» **Exercise prompt**
Beginning with the line that holds "Each instance of the black", please retype each line through the end of the listing below, both ends included, and nothing more.
Working data Block Start
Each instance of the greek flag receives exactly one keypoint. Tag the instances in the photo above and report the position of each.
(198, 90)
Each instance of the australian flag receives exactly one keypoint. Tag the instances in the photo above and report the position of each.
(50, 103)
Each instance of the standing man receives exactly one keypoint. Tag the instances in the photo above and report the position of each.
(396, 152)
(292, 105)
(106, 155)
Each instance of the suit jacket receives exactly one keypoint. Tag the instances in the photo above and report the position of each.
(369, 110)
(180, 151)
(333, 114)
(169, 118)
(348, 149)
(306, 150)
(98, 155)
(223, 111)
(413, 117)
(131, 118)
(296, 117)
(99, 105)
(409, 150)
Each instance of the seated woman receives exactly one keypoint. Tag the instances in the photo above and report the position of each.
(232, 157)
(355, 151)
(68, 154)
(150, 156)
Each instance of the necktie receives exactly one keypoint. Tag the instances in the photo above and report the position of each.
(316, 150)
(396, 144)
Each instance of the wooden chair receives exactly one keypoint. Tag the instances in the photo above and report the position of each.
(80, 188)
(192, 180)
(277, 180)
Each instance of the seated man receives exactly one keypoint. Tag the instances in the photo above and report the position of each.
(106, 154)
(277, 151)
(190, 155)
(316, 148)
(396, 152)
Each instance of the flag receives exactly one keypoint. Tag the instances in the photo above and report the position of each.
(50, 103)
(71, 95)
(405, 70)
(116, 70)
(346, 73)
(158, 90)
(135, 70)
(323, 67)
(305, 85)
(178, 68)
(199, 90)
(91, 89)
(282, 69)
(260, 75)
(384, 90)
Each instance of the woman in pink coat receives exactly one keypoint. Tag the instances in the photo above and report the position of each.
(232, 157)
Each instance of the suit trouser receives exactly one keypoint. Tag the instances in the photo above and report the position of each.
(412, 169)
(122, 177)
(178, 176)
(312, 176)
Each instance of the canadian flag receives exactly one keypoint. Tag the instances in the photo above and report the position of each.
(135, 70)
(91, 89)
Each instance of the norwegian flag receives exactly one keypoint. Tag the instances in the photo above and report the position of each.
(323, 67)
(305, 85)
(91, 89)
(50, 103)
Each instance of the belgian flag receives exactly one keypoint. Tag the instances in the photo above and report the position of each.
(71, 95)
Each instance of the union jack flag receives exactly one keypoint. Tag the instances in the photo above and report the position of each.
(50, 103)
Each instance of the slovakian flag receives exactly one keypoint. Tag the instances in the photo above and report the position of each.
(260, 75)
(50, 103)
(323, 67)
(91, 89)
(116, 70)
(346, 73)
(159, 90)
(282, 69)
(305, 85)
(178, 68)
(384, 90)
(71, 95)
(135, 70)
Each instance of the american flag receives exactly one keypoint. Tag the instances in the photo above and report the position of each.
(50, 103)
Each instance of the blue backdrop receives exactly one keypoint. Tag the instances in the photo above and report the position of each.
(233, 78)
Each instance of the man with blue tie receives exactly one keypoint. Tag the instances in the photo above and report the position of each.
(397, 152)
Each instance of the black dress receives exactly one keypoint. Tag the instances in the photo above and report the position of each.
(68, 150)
Working data Block End
» **Exercise answer**
Each instance of the black dress receives exactly one keypoint. Tag the instances in the photo above and report the position of each.
(68, 150)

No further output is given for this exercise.